• [Source extract]:

•••••

The NAR reports Existing-Home Sales Increase 0.8% in May

Six Key Highlights

  • Existing-home sales rose 0.8 percent in May to a seasonally adjusted annual rate of 4.03 million.
  • Sales are down 0.7 percent from one year ago.
  • The median existing-home sales price climbed 1.3 percent from May 2024 to $422,800, an all-time high for the month of May and the 23st consecutive month of year-over-year price increases.
  • The inventory of unsold existing homes jumped 6.2 percent from the previous month to 1.54 million at the end of May
  • Supply is 4.6 months at the current monthly sales pace.
  • Sales are down 36.4 percent from the cycle high of 6.34 million in January of 2022.

NAR Chief Economist, Lawrence Yun, notes “”The relatively subdued sales are largely due to persistently high mortgage rates. Lower interest rates will attract more buyers and sellers to the housing market. Increasing participation in the housing market will increase the mobility of the workforce and drive economic growth. If mortgage rates decrease in the second half of this year, expect home sales across the country to increase due to strong income growth, healthy inventory, and a record-high number of jobs.”

These cheerleaders never discuss recession.

Factor in mortgage rates near 7 percent, a slowing economy, and massive tariff uncertainty. Housing is going nowhere until prices collapse and mortgage rates come down.

Yun cannot say that, so he sings the same happy tune for years.

The best thing the NAR has going for it is rising inventory that will eventually pressure prices. But homes are light years away from being affordable.

Existing-Home Sales Percent Change from Month Ago

Existing-Home Sales Percent Change from Year Ago

Year-over-year comparisons are now pretty easy so we may see more meanderings above the zero line if sales hold at these levels and especially if they advance.

Existing-Home Sales Supply

Data that is allegedly seasonally adjusted sure does not look like it.

Regardless inventory is building and that will eventually pressure prices and likely is already.

Median sales price is not the best metric. Case-Shiller home prices, a measure of repeat sales over time, is the best measure but it lags by about 4 months. Case-Shiller reports tomorrow.

•••••

• [Recorded data]:
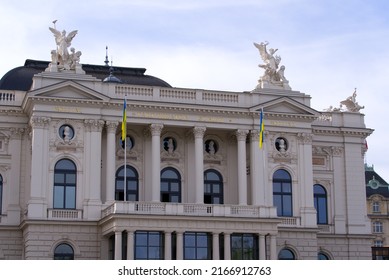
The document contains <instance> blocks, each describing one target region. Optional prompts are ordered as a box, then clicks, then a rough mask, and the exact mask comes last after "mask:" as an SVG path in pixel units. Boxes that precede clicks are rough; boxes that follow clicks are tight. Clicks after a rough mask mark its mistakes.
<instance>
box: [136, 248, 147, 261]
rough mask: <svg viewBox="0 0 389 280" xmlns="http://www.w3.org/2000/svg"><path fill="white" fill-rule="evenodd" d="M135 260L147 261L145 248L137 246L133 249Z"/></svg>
mask: <svg viewBox="0 0 389 280" xmlns="http://www.w3.org/2000/svg"><path fill="white" fill-rule="evenodd" d="M135 254H136V258H137V259H147V247H139V246H137V247H136V249H135Z"/></svg>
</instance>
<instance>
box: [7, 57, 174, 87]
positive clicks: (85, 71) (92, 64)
mask: <svg viewBox="0 0 389 280" xmlns="http://www.w3.org/2000/svg"><path fill="white" fill-rule="evenodd" d="M49 63H50V62H48V61H39V60H30V59H27V60H26V62H25V63H24V66H20V67H17V68H14V69H12V70H10V71H8V72H7V73H6V74H5V75H4V76H3V77H2V78H1V80H0V89H3V90H21V91H27V90H29V89H30V88H31V85H32V77H33V76H34V75H35V74H38V73H41V72H43V71H45V69H46V68H47V66H48V65H49ZM82 69H83V70H84V71H85V72H86V74H88V75H92V76H93V77H96V78H98V79H101V80H104V79H105V78H107V76H108V75H109V73H110V66H103V65H93V64H82ZM114 71H115V77H116V78H118V79H119V80H120V81H121V82H122V83H123V84H132V85H142V86H159V87H171V85H169V84H168V83H167V82H165V81H164V80H161V79H159V78H157V77H154V76H150V75H145V74H144V73H145V72H146V69H145V68H131V67H114Z"/></svg>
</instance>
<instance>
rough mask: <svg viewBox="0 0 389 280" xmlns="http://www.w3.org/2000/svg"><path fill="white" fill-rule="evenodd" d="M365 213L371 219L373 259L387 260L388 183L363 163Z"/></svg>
mask: <svg viewBox="0 0 389 280" xmlns="http://www.w3.org/2000/svg"><path fill="white" fill-rule="evenodd" d="M365 178H366V200H367V203H366V205H367V214H368V216H369V218H370V221H371V230H372V233H373V236H374V239H373V240H372V257H373V259H375V260H377V259H384V260H389V184H388V183H387V182H386V181H385V180H384V179H383V178H382V177H381V176H380V175H379V174H377V172H375V171H374V166H368V165H365Z"/></svg>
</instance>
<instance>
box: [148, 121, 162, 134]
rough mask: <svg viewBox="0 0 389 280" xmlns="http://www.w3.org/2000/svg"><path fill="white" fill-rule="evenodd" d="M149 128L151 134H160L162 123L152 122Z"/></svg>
mask: <svg viewBox="0 0 389 280" xmlns="http://www.w3.org/2000/svg"><path fill="white" fill-rule="evenodd" d="M149 128H150V132H151V135H152V136H161V132H162V129H163V124H160V123H153V124H150V126H149Z"/></svg>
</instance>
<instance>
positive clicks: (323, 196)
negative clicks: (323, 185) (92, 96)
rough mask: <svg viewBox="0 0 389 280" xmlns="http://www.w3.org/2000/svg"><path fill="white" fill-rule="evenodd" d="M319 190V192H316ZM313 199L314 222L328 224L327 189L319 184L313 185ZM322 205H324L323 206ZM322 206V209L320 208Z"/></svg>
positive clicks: (320, 224)
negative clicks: (313, 209) (313, 203)
mask: <svg viewBox="0 0 389 280" xmlns="http://www.w3.org/2000/svg"><path fill="white" fill-rule="evenodd" d="M317 190H320V191H321V192H318V191H317ZM313 201H314V206H315V209H316V223H317V224H318V225H327V224H328V198H327V190H326V188H325V187H324V186H322V185H320V184H314V185H313ZM323 205H324V206H323ZM322 207H324V209H322Z"/></svg>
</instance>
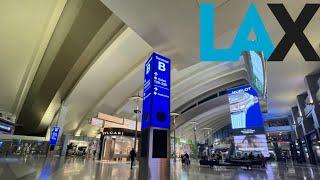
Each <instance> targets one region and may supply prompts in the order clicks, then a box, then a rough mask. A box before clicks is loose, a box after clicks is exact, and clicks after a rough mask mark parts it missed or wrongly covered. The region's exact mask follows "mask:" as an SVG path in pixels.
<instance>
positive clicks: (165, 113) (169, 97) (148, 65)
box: [142, 53, 171, 129]
mask: <svg viewBox="0 0 320 180" xmlns="http://www.w3.org/2000/svg"><path fill="white" fill-rule="evenodd" d="M170 70H171V66H170V59H169V58H167V57H164V56H162V55H160V54H157V53H152V54H151V56H150V57H149V59H148V61H147V62H146V63H145V71H144V76H145V79H144V87H143V112H142V129H145V128H148V127H150V126H151V127H158V128H165V129H169V128H170Z"/></svg>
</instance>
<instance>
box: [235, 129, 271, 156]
mask: <svg viewBox="0 0 320 180" xmlns="http://www.w3.org/2000/svg"><path fill="white" fill-rule="evenodd" d="M234 144H235V150H236V153H241V154H243V153H248V154H249V153H250V152H252V153H254V154H260V153H262V154H263V156H264V157H269V150H268V144H267V138H266V135H265V134H248V135H242V136H234Z"/></svg>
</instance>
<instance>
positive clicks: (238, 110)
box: [227, 85, 263, 129]
mask: <svg viewBox="0 0 320 180" xmlns="http://www.w3.org/2000/svg"><path fill="white" fill-rule="evenodd" d="M227 93H228V98H229V104H230V113H231V125H232V129H244V128H253V129H254V128H261V127H263V119H262V114H261V110H260V104H259V98H258V95H257V92H256V91H255V90H254V89H253V88H252V87H251V86H250V85H245V86H241V87H237V88H234V89H230V90H228V91H227Z"/></svg>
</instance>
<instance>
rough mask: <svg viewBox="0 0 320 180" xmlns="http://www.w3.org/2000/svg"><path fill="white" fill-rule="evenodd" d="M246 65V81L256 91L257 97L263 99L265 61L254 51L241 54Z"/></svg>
mask: <svg viewBox="0 0 320 180" xmlns="http://www.w3.org/2000/svg"><path fill="white" fill-rule="evenodd" d="M242 56H243V59H244V61H245V63H246V69H247V72H248V79H249V82H250V84H251V85H252V86H253V88H255V90H256V91H257V94H258V97H261V98H263V99H265V96H266V78H265V59H264V57H263V55H262V53H259V52H256V51H246V52H243V53H242Z"/></svg>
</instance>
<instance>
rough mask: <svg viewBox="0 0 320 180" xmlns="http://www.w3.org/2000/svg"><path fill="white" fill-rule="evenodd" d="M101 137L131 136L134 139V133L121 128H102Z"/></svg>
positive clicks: (127, 129)
mask: <svg viewBox="0 0 320 180" xmlns="http://www.w3.org/2000/svg"><path fill="white" fill-rule="evenodd" d="M102 135H103V136H131V137H134V135H135V131H134V130H131V129H123V128H104V129H103V132H102ZM138 136H140V132H139V131H138Z"/></svg>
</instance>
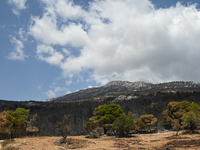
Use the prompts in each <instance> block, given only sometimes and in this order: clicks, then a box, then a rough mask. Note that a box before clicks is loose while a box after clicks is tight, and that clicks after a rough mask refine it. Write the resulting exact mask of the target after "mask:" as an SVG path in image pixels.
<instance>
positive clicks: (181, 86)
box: [46, 81, 200, 101]
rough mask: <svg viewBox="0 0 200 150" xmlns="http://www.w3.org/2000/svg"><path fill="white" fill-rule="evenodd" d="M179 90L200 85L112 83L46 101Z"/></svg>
mask: <svg viewBox="0 0 200 150" xmlns="http://www.w3.org/2000/svg"><path fill="white" fill-rule="evenodd" d="M177 90H184V91H190V92H191V91H193V90H200V83H195V82H184V81H177V82H168V83H159V84H152V83H145V82H142V81H138V82H129V81H111V82H109V83H108V84H106V85H105V86H102V87H97V88H88V89H83V90H79V91H77V92H74V93H70V94H66V95H62V96H60V97H55V98H52V99H47V100H46V101H79V100H94V99H96V100H101V99H105V98H106V97H117V96H119V95H123V94H124V93H125V92H129V93H131V94H147V93H156V92H158V91H165V92H175V91H177Z"/></svg>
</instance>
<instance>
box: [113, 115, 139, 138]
mask: <svg viewBox="0 0 200 150" xmlns="http://www.w3.org/2000/svg"><path fill="white" fill-rule="evenodd" d="M133 117H134V116H133V114H132V113H131V112H129V115H128V116H126V115H121V116H120V117H119V118H117V119H116V120H115V121H114V123H113V126H114V129H115V130H116V131H117V132H119V135H120V136H125V132H126V134H128V132H129V131H131V130H133V128H134V125H135V122H134V120H133Z"/></svg>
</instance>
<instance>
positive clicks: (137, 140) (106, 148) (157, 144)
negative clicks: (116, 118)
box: [2, 132, 200, 150]
mask: <svg viewBox="0 0 200 150" xmlns="http://www.w3.org/2000/svg"><path fill="white" fill-rule="evenodd" d="M61 139H62V138H61V137H24V138H16V139H14V141H13V142H11V143H8V144H6V145H5V146H4V147H3V148H2V149H3V150H65V149H80V150H147V149H148V150H166V149H168V150H169V149H170V150H182V149H187V150H200V134H188V133H187V134H186V133H184V132H181V133H180V134H179V136H175V132H170V133H154V134H132V136H130V137H127V138H118V137H115V136H101V137H100V138H97V139H89V138H87V136H68V137H67V139H68V145H67V144H60V143H59V141H60V140H61ZM151 148H152V149H151Z"/></svg>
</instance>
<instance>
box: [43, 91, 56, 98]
mask: <svg viewBox="0 0 200 150" xmlns="http://www.w3.org/2000/svg"><path fill="white" fill-rule="evenodd" d="M45 94H46V95H47V96H48V97H49V98H52V97H56V94H55V93H54V92H53V91H52V90H48V91H47V92H45Z"/></svg>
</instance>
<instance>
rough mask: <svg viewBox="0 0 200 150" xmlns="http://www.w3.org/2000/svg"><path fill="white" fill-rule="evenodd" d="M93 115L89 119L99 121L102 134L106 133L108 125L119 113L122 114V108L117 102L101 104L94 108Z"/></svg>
mask: <svg viewBox="0 0 200 150" xmlns="http://www.w3.org/2000/svg"><path fill="white" fill-rule="evenodd" d="M93 114H94V116H93V117H91V118H90V121H94V122H96V123H99V125H100V126H101V127H103V129H104V134H106V133H107V130H108V128H107V127H110V125H111V124H112V123H113V122H114V121H115V120H116V119H117V118H119V117H120V116H121V115H124V112H123V110H122V109H121V107H120V106H119V105H117V104H109V105H106V104H104V105H101V106H99V107H98V108H95V111H94V113H93Z"/></svg>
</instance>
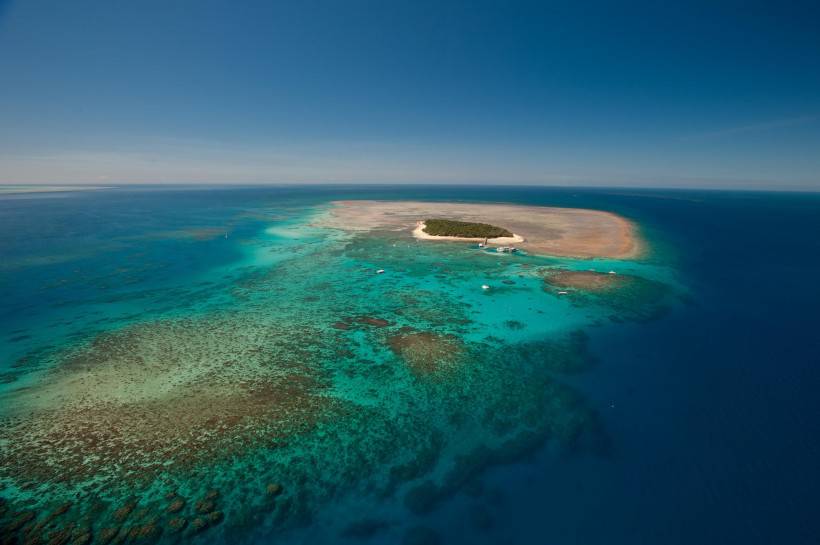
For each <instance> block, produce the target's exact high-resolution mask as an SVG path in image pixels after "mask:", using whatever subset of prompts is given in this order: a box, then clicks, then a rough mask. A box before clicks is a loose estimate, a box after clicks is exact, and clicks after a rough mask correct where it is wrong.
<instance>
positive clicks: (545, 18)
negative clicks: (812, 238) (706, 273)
mask: <svg viewBox="0 0 820 545" xmlns="http://www.w3.org/2000/svg"><path fill="white" fill-rule="evenodd" d="M818 23H820V15H819V13H818V8H815V7H813V6H812V4H811V3H805V4H800V3H789V2H772V3H757V2H732V3H723V2H718V1H713V2H703V3H698V2H679V3H672V2H662V1H655V2H645V3H641V2H628V3H615V2H601V3H597V2H586V3H584V2H560V3H550V2H531V3H528V2H482V1H473V2H445V1H433V2H426V1H413V2H388V1H380V2H359V1H355V0H347V1H341V0H340V1H336V2H327V1H299V2H289V3H285V2H273V1H254V0H249V1H244V2H236V1H234V2H228V1H211V0H196V1H172V0H165V1H153V0H144V1H139V2H126V1H117V0H100V1H96V0H94V1H87V0H73V1H71V2H66V1H56V0H25V1H11V2H9V1H5V2H3V1H2V0H0V183H29V182H30V183H58V182H62V183H82V182H85V183H128V182H136V183H153V182H234V183H248V182H446V183H510V184H520V183H524V184H530V183H543V184H549V185H566V184H578V185H617V186H661V187H663V186H670V187H734V188H766V187H769V188H784V189H785V188H788V189H794V188H805V189H815V190H818V189H820V32H818V28H820V25H818Z"/></svg>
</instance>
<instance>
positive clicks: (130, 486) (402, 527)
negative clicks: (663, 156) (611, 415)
mask: <svg viewBox="0 0 820 545" xmlns="http://www.w3.org/2000/svg"><path fill="white" fill-rule="evenodd" d="M242 204H243V206H242V207H239V206H238V207H237V209H226V208H218V210H219V213H220V214H223V215H221V216H219V217H216V218H214V217H204V218H203V216H205V214H204V213H202V212H200V213H193V212H189V214H190V220H189V221H188V222H182V223H181V222H179V220H178V219H177V216H178V211H176V210H175V211H174V214H175V217H174V221H173V222H172V223H169V224H168V225H165V226H163V228H162V229H157V228H156V226H154V225H151V226H150V228H146V229H142V230H136V231H138V232H131V231H129V232H126V233H123V234H121V235H120V238H116V237H111V238H112V240H113V241H114V242H116V244H115V245H113V247H114V248H115V250H110V251H117V250H116V249H118V248H123V250H122V251H123V252H125V253H124V254H123V255H124V257H122V258H114V257H112V255H111V254H105V253H101V254H100V255H99V256H98V257H97V258H96V260H94V259H91V260H90V261H88V262H87V263H86V262H79V263H78V262H76V261H75V262H72V263H70V264H56V263H55V264H52V265H49V266H51V267H55V269H54V270H53V271H52V273H51V276H47V278H46V280H47V281H48V284H47V286H49V287H47V288H41V289H44V290H49V293H54V294H57V295H55V300H56V301H58V302H59V306H56V307H55V306H54V305H51V303H50V302H49V305H51V306H47V307H45V309H46V310H44V311H43V314H42V315H43V316H44V317H49V319H52V321H51V322H48V321H45V320H44V323H45V324H46V325H45V326H44V327H42V328H41V329H38V328H37V327H35V326H33V325H30V324H29V325H27V326H26V327H21V326H19V325H18V326H17V327H15V328H14V329H13V330H10V332H9V333H8V336H7V338H8V339H10V340H9V345H8V346H9V347H11V348H10V349H9V352H8V353H9V354H15V356H14V357H11V358H10V360H11V362H12V363H11V365H9V367H8V369H9V371H7V379H6V380H4V384H3V385H2V386H3V389H2V390H0V400H1V401H2V404H1V405H0V445H2V447H3V448H2V450H0V486H2V488H0V497H2V501H0V533H1V534H2V535H3V538H4V540H6V541H3V542H4V543H5V542H8V543H29V542H30V543H75V544H80V543H82V544H86V543H182V542H187V541H193V542H208V543H255V542H267V541H268V540H271V539H275V540H276V541H277V542H289V541H291V542H294V543H299V542H305V541H308V542H327V543H335V542H344V541H345V540H353V542H355V541H356V540H358V539H360V537H359V536H362V535H365V536H367V535H370V534H371V533H378V534H380V535H383V536H384V537H385V538H386V539H390V540H391V541H394V542H400V541H401V540H402V539H405V538H406V539H415V537H413V536H418V535H421V534H424V532H423V531H421V530H419V526H418V524H419V522H420V521H421V518H423V517H425V516H427V514H429V513H432V512H435V510H436V509H438V508H439V507H441V506H442V505H444V504H446V503H447V502H448V501H449V499H451V498H452V497H453V496H454V495H457V494H458V493H459V492H460V491H462V490H466V489H473V488H480V486H479V483H480V480H481V478H482V474H483V472H484V470H485V469H486V468H488V467H490V466H493V465H497V464H504V463H509V462H511V461H513V460H517V459H520V458H521V457H522V456H525V455H527V454H528V453H531V452H533V451H534V450H536V449H539V448H541V447H543V446H544V445H547V446H549V447H550V448H552V449H554V450H556V451H558V452H562V453H565V455H579V456H581V455H590V456H605V455H606V454H607V452H608V449H609V444H610V441H609V437H608V434H607V432H606V430H605V428H604V427H603V426H602V424H601V421H600V418H599V416H598V413H597V410H596V408H595V406H594V405H593V404H592V403H590V401H589V400H588V399H586V397H585V396H584V395H583V393H582V392H581V391H579V390H578V389H577V388H576V387H575V386H573V385H571V384H570V383H569V382H567V381H566V380H565V377H567V376H570V375H577V374H579V373H582V372H585V371H588V370H589V369H592V368H593V367H594V366H595V364H596V362H595V360H594V358H593V357H592V356H591V354H590V353H589V350H588V347H587V345H588V341H589V335H588V333H587V332H586V330H588V329H589V328H590V327H593V326H594V325H596V324H599V323H601V322H603V321H606V320H609V321H623V320H641V319H647V318H648V317H651V316H653V315H655V314H656V313H657V312H658V311H659V309H661V308H664V306H665V305H667V304H668V303H669V299H670V293H671V292H670V290H669V289H666V288H665V286H666V284H665V283H664V282H662V281H660V280H656V279H649V278H644V276H646V277H654V276H662V270H659V269H657V268H656V267H654V266H653V265H646V264H641V263H639V262H637V261H617V260H610V261H607V262H606V266H607V267H623V268H628V269H629V271H630V272H629V273H628V274H623V275H618V279H619V281H620V282H623V284H617V285H613V286H610V287H608V289H606V290H598V291H595V290H591V291H590V290H589V289H588V288H591V287H592V285H586V284H584V283H579V282H578V281H574V282H575V284H576V287H577V288H578V290H577V291H578V293H577V294H574V296H573V298H568V297H565V296H563V295H560V296H559V295H558V294H557V292H556V291H555V290H557V289H559V288H560V289H561V290H563V289H566V286H567V284H568V282H570V280H571V279H572V278H573V277H572V276H568V274H569V273H566V272H564V273H556V272H555V271H559V270H562V269H561V268H560V267H559V265H560V266H567V265H573V264H576V265H577V263H576V262H575V260H572V259H568V260H565V261H561V262H558V263H556V262H555V261H554V260H549V259H546V258H542V257H538V256H527V255H512V256H505V257H504V258H503V259H498V258H493V257H491V256H488V255H487V254H486V253H483V252H481V251H479V250H477V249H476V248H474V247H472V246H470V245H463V244H441V245H439V244H420V243H418V242H416V240H415V239H413V238H412V237H411V236H410V234H409V233H407V232H405V231H404V230H403V226H404V222H405V219H401V220H395V221H397V222H398V223H391V222H393V220H388V221H387V223H386V224H385V223H380V222H376V223H375V224H374V223H372V221H369V220H368V221H366V222H364V223H362V224H361V225H364V224H365V223H366V224H367V228H361V229H357V228H349V227H350V225H346V228H345V229H338V228H336V227H334V226H332V225H329V224H328V222H330V223H333V222H334V221H338V219H339V218H336V219H328V218H329V216H328V210H331V215H332V214H335V213H336V212H338V211H339V210H348V209H347V208H345V207H344V206H342V207H339V206H337V205H330V207H328V203H327V202H320V203H317V204H315V205H311V206H304V205H299V206H293V207H290V208H282V207H281V205H279V206H278V207H277V206H276V205H270V204H267V205H264V204H263V205H249V204H247V203H245V202H244V201H243V203H242ZM410 206H411V207H412V206H415V205H414V204H413V203H411V204H410ZM470 206H477V205H470ZM492 206H496V205H492ZM508 208H509V210H510V211H514V210H515V209H516V207H512V206H510V207H508ZM334 211H336V212H334ZM586 212H589V211H586ZM586 212H584V213H581V212H579V213H581V216H580V218H586V219H577V218H576V219H577V221H587V220H588V219H589V218H588V214H587V213H586ZM347 213H348V212H342V214H343V215H344V214H347ZM384 213H386V212H385V209H383V208H382V209H379V212H377V214H384ZM510 213H512V212H510ZM410 216H414V214H410ZM403 217H404V216H403ZM603 217H605V218H608V217H609V216H603ZM561 221H565V222H566V221H569V220H561ZM573 221H576V220H573ZM616 223H617V222H616ZM500 224H502V225H506V223H500ZM204 225H207V226H208V227H207V228H206V227H203V226H204ZM220 225H227V226H229V227H221V226H220ZM334 225H335V224H334ZM356 225H359V224H356ZM398 225H401V226H402V229H393V228H395V227H396V226H398ZM568 225H569V223H565V224H564V227H563V228H564V229H566V228H568V227H567V226H568ZM354 227H355V226H354ZM598 228H599V227H595V228H594V229H592V231H594V230H595V229H598ZM229 231H230V236H228V235H229ZM223 233H224V234H223ZM220 234H222V236H219V235H220ZM533 236H535V235H533ZM574 236H575V235H573V234H572V233H569V232H566V233H564V232H561V233H557V234H556V237H558V238H559V239H561V240H563V241H572V240H575V241H576V242H575V243H576V244H581V239H583V240H584V241H585V242H583V244H584V245H585V247H586V248H587V249H588V250H590V251H591V249H593V248H595V251H596V252H602V251H604V250H605V249H606V248H607V247H614V246H613V245H617V243H615V242H611V241H610V242H602V241H601V240H600V237H599V238H596V236H597V235H596V236H592V235H589V236H587V235H583V236H580V238H575V239H574V238H573V237H574ZM596 240H597V242H595V241H596ZM556 244H557V243H556ZM561 244H563V243H561ZM556 247H557V246H556ZM562 247H563V248H569V247H571V245H570V246H562ZM218 251H223V252H225V256H226V257H225V260H224V261H223V262H220V263H217V264H209V265H208V266H200V267H199V268H198V269H197V270H196V276H192V275H190V273H182V272H179V271H180V269H184V268H185V267H184V266H182V267H179V268H178V269H177V268H173V267H174V266H175V265H177V264H178V263H179V262H182V263H183V265H188V264H190V263H196V262H197V259H198V260H203V261H204V260H205V259H206V256H210V255H212V254H213V253H215V252H218ZM192 256H196V259H194V258H193V257H192ZM26 259H28V258H26ZM29 262H32V260H31V259H29ZM110 263H116V266H111V265H109V264H110ZM124 263H129V264H133V265H132V266H129V267H126V266H124V265H123V264H124ZM578 263H588V261H586V260H583V261H579V262H578ZM58 267H63V268H58ZM86 267H87V268H86ZM556 267H558V268H556ZM168 269H170V270H172V271H173V275H171V276H170V278H172V279H173V278H177V277H178V275H183V274H188V275H189V276H184V278H185V281H184V282H183V283H182V285H174V286H160V285H154V284H150V282H151V281H154V277H156V276H157V275H161V274H162V271H165V270H168ZM29 271H30V270H29ZM58 271H59V272H60V273H62V275H63V276H59V275H58V274H57V272H58ZM146 271H150V272H151V274H148V273H147V272H146ZM5 274H12V272H6V273H5ZM14 274H19V273H18V272H15V273H14ZM561 274H563V276H556V275H561ZM101 275H107V276H104V277H103V276H101ZM578 278H580V277H578ZM607 278H609V277H607ZM86 279H87V280H86ZM568 279H569V280H568ZM85 281H87V282H88V283H89V286H93V288H91V287H83V286H84V284H83V283H82V282H85ZM550 282H552V284H550ZM582 284H583V285H582ZM593 284H594V283H593ZM482 285H486V286H487V287H488V289H482ZM66 286H70V289H71V290H74V291H68V290H69V288H67V287H66ZM99 286H104V287H99ZM135 286H136V288H135ZM582 288H583V289H582ZM61 290H62V291H61ZM95 290H97V291H95ZM69 294H70V295H71V296H72V297H69V296H68V295H69ZM58 295H59V297H58ZM55 308H57V309H59V311H60V312H61V313H62V314H59V315H57V316H58V317H56V318H52V317H53V316H54V315H55V314H56V312H57V311H56V310H55ZM62 331H65V332H66V333H65V335H64V336H63V337H59V336H58V335H59V334H60V332H62ZM55 332H56V333H55ZM45 339H48V342H46V341H45ZM12 340H13V342H12ZM12 350H13V351H12ZM362 513H367V514H368V518H367V519H363V518H362V515H361V514H362ZM428 534H429V532H428ZM428 534H425V535H428ZM428 537H429V535H428Z"/></svg>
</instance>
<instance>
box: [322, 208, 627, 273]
mask: <svg viewBox="0 0 820 545" xmlns="http://www.w3.org/2000/svg"><path fill="white" fill-rule="evenodd" d="M430 217H436V218H447V219H449V220H455V221H461V222H473V223H482V222H485V223H486V222H489V223H491V224H493V225H503V226H504V227H505V230H508V231H512V232H513V233H515V234H516V235H518V236H519V237H522V238H516V239H515V242H517V243H518V245H519V246H520V247H521V248H523V249H525V250H527V251H529V252H530V253H533V254H539V255H551V256H562V257H580V258H591V257H599V258H602V257H603V258H616V259H627V258H635V257H637V256H638V255H640V252H641V244H640V241H639V238H638V235H637V231H636V229H635V226H634V225H633V224H632V223H631V222H630V221H629V220H627V219H625V218H623V217H621V216H618V215H616V214H613V213H611V212H604V211H600V210H588V209H581V208H557V207H548V206H522V205H511V204H486V203H442V202H417V201H401V202H392V201H367V200H360V201H337V202H334V203H333V207H331V208H330V210H329V211H328V212H327V214H326V215H324V216H322V217H321V219H320V220H319V221H318V222H317V224H318V225H321V226H325V227H334V228H338V229H345V230H353V231H363V230H364V231H367V230H407V231H408V232H409V231H411V230H412V229H413V228H414V227H416V226H417V223H418V222H420V221H423V220H424V219H425V218H430ZM509 238H510V239H511V240H512V237H509ZM501 242H508V241H506V240H501Z"/></svg>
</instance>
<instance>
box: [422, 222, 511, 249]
mask: <svg viewBox="0 0 820 545" xmlns="http://www.w3.org/2000/svg"><path fill="white" fill-rule="evenodd" d="M426 227H427V225H426V224H425V223H424V222H423V221H418V222H416V228H415V229H413V236H414V237H415V238H417V239H419V240H445V241H457V242H484V241H485V240H486V241H487V244H518V243H521V242H524V237H522V236H520V235H516V234H515V233H513V236H511V237H494V238H481V237H456V236H448V235H431V234H429V233H425V232H424V229H425V228H426Z"/></svg>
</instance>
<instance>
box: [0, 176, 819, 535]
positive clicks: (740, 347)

•••••

• [About this task]:
Can you retype the existing-home sales article above, word for word, from "Six Key Highlights" to "year-over-year price increases."?

• [Result]:
Six Key Highlights

  • Existing-home sales rose 0.8 percent in May to a seasonally adjusted annual rate of 4.03 million.
  • Sales are down 0.7 percent from one year ago.
  • The median existing-home sales price climbed 1.3 percent from May 2024 to $422,800, an all-time high for the month of May and the 23st consecutive month of year-over-year price increases.